### SUPPLIED ENTRIES
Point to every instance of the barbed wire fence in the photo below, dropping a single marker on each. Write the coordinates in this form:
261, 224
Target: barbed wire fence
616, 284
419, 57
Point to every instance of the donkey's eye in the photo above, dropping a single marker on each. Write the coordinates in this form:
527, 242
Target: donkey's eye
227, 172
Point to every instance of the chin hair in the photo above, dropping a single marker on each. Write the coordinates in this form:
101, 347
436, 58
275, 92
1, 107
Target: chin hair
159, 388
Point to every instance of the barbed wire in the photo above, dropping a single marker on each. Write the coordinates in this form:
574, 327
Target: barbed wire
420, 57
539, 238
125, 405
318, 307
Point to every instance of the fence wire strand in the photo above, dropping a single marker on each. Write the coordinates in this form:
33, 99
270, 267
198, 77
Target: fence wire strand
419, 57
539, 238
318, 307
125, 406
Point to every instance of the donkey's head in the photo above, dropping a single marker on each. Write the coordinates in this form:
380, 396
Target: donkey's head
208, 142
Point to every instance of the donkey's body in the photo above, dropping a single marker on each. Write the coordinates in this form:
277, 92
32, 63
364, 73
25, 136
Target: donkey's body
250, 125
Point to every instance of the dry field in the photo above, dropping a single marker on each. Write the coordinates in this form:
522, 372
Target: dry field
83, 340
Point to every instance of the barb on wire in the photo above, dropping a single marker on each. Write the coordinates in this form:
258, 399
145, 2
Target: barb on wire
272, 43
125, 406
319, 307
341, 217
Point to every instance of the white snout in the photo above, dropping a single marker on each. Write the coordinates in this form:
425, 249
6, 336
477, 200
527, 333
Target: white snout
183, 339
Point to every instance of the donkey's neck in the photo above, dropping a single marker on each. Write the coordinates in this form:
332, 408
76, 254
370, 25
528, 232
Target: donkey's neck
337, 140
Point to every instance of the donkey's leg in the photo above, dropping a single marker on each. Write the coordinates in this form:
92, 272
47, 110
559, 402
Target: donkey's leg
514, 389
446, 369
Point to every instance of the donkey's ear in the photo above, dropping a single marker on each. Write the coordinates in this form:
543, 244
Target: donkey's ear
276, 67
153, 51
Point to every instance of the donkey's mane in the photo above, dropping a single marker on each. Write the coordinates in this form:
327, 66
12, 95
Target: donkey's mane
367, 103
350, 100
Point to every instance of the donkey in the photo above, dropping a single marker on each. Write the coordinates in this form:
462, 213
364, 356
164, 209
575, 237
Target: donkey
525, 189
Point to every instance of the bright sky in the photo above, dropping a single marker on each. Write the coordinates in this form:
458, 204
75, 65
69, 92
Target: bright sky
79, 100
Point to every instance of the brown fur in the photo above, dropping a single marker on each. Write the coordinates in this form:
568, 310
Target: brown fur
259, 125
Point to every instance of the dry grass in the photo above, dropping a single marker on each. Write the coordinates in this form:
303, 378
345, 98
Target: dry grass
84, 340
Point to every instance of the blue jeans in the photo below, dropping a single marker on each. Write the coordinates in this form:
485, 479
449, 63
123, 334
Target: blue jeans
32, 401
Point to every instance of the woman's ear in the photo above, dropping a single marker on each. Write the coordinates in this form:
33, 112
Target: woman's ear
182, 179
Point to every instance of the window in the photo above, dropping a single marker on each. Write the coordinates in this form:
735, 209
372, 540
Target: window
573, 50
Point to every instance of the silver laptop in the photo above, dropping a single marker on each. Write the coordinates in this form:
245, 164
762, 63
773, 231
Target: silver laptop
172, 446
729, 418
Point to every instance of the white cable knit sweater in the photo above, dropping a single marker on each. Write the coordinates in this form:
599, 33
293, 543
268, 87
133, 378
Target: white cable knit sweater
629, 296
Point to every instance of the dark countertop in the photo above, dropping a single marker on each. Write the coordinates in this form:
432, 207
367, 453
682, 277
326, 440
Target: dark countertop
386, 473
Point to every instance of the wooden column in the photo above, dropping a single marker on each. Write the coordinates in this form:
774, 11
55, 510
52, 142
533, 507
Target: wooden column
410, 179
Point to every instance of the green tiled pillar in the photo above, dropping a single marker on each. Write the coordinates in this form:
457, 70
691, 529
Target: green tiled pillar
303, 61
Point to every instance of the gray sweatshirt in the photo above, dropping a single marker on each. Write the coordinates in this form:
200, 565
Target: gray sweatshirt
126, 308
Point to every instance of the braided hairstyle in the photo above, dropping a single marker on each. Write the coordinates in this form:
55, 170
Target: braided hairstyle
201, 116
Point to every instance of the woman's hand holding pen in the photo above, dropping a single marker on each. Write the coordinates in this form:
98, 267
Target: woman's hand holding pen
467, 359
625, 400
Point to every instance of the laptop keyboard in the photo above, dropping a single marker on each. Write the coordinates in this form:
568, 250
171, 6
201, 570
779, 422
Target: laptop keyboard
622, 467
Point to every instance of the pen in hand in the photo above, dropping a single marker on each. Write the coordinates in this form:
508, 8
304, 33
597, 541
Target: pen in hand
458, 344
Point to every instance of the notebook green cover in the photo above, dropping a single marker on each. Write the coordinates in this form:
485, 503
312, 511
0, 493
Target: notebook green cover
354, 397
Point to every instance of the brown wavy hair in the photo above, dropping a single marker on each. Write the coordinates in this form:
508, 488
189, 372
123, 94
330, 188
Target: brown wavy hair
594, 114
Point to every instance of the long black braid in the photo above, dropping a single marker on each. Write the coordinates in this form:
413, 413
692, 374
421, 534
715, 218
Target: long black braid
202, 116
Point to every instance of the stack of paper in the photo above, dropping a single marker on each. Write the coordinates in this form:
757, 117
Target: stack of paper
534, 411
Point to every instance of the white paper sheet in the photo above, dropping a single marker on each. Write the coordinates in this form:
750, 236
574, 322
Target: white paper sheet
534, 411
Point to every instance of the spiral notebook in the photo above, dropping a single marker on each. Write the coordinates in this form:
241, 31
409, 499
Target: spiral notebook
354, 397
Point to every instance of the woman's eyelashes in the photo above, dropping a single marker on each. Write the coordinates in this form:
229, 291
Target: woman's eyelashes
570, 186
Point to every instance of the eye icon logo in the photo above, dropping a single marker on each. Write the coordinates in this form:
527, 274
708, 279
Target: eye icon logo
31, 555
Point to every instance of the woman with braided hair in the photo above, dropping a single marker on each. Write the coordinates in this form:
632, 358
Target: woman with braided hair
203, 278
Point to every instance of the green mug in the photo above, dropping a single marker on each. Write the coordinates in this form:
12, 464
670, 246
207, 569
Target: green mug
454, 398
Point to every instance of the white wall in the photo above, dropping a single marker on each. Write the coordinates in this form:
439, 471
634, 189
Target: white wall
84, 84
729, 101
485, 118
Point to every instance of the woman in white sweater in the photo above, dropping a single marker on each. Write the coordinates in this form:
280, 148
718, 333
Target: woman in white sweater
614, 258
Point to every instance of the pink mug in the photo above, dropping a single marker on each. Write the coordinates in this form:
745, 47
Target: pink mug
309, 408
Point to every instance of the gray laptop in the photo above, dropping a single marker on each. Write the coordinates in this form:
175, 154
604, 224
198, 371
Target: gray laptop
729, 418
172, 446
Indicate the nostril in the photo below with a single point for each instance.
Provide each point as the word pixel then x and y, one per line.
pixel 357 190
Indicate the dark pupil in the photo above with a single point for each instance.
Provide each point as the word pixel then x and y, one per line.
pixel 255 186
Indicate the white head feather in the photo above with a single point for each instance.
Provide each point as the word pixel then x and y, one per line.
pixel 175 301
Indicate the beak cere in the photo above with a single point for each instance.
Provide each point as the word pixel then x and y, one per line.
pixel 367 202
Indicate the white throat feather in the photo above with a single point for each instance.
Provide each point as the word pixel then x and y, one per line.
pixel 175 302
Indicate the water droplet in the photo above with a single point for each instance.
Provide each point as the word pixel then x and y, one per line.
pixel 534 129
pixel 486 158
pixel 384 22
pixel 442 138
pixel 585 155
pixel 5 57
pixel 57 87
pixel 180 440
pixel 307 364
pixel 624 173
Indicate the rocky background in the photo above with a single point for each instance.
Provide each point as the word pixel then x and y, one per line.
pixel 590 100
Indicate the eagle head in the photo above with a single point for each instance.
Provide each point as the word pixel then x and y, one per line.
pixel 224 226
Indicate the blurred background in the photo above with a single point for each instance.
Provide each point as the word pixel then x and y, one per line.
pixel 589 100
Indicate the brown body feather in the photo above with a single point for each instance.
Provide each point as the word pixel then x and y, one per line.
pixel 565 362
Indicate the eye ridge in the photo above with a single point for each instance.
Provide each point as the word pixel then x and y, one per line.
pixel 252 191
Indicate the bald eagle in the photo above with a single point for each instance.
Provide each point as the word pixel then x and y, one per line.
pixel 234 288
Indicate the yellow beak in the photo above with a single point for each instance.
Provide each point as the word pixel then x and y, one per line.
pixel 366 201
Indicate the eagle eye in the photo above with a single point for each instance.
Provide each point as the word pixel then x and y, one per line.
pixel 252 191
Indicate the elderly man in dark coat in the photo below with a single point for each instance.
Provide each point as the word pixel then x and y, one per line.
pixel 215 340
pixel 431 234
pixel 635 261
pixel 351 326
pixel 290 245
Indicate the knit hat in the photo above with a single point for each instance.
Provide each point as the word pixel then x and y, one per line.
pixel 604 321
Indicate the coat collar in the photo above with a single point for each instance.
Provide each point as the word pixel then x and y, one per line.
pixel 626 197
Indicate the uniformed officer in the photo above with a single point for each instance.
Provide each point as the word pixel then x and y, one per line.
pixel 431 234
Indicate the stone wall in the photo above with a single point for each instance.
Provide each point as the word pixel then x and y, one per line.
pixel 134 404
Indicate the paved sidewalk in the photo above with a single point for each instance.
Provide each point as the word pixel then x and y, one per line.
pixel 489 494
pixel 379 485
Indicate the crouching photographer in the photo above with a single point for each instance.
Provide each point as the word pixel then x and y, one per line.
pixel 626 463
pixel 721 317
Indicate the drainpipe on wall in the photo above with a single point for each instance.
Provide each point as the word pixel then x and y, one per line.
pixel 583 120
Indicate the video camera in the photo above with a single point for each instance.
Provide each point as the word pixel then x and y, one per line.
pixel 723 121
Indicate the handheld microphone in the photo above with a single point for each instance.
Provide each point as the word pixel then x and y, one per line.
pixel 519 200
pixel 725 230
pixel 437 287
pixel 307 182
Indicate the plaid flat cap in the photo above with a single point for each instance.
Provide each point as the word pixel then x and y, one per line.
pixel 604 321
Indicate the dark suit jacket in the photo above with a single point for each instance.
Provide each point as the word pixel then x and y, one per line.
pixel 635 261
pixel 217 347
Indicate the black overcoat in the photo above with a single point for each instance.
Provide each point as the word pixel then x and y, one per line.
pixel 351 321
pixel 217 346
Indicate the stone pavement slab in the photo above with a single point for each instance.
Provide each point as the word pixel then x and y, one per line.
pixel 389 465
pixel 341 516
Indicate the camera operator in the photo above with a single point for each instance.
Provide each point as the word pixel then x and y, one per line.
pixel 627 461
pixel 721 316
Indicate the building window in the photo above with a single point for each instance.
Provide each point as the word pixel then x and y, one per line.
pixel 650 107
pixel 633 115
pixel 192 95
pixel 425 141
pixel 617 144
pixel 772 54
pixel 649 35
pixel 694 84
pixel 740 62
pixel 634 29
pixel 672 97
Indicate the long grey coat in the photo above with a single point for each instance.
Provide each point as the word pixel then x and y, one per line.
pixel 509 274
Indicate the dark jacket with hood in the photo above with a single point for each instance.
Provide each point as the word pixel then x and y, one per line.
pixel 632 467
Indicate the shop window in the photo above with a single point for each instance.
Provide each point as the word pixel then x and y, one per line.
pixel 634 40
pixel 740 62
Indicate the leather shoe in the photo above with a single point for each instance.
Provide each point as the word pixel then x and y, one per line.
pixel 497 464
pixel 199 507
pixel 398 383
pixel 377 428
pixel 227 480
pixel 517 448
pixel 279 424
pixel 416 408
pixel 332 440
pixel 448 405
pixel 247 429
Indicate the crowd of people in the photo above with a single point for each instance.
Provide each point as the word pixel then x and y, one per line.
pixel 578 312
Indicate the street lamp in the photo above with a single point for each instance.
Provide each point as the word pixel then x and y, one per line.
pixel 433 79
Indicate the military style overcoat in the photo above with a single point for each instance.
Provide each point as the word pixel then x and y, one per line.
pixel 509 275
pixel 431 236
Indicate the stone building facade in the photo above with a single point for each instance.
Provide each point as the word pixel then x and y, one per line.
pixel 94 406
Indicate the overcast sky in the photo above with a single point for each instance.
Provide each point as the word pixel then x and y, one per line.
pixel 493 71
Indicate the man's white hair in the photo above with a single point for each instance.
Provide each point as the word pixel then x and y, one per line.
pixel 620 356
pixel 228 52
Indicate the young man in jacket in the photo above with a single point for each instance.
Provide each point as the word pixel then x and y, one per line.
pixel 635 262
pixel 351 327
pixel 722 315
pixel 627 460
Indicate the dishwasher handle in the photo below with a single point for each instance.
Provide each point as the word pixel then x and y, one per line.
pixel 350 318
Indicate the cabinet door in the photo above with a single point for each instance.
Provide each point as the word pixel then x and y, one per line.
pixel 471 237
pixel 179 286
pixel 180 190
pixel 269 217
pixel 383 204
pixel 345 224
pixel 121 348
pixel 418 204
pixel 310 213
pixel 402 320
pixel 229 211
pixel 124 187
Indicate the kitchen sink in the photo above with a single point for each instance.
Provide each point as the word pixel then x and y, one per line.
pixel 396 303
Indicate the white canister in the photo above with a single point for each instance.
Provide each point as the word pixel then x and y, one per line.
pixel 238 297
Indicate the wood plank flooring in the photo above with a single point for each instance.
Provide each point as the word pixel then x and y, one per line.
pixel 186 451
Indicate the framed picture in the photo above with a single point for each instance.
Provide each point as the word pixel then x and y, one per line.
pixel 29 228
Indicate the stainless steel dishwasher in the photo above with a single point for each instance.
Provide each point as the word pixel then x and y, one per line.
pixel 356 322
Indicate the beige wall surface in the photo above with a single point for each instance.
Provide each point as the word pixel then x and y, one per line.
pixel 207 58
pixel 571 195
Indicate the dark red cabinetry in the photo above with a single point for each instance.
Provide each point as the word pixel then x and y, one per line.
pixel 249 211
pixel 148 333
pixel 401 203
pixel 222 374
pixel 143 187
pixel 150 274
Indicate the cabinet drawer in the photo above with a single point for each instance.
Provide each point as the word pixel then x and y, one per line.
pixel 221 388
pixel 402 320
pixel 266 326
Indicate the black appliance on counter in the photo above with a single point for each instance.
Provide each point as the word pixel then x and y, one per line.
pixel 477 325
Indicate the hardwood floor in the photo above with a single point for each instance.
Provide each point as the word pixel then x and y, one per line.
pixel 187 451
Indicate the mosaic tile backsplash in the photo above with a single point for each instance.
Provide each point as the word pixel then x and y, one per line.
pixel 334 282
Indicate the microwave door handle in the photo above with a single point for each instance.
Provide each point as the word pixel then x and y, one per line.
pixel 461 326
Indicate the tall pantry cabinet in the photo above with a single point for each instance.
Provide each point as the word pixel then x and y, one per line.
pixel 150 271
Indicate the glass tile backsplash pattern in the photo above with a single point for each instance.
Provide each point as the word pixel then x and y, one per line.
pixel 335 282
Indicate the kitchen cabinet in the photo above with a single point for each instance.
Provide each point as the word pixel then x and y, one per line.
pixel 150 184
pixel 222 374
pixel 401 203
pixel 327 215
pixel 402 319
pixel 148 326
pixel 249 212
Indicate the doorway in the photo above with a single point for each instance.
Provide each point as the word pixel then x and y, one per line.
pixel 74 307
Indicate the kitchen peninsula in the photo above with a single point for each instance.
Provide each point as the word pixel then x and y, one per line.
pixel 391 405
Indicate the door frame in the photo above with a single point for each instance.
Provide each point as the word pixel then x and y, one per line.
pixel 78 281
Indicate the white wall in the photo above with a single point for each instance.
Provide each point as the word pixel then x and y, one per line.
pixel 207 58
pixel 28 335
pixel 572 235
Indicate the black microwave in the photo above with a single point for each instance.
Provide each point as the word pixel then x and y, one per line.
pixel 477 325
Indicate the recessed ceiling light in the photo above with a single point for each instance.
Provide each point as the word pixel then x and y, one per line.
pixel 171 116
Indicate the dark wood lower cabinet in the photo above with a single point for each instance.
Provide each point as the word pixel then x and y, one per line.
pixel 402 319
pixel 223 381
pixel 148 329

### DO THIS
Put the stretch of the listing above from the line containing "Indicate the elderly" through the line containing "pixel 626 197" into a numbered list, one line per item, with blank lines left out.

### EXPECTED ANSWER
1. Indicate the elderly man in dark coat in the photo below with a single point for each instance.
2. Provide each point as the word pixel then x and y, one per line.
3. pixel 215 340
4. pixel 431 234
5. pixel 635 261
6. pixel 351 326
7. pixel 290 245
8. Indicate the knit hat in the photo above with a single point for each instance.
9. Provide each point as the word pixel then x and y, one per line.
10. pixel 604 321
11. Indicate the coat collar in the photo above with a single point for each instance.
12. Provide each point as the word pixel then x and y, one per line.
13. pixel 626 197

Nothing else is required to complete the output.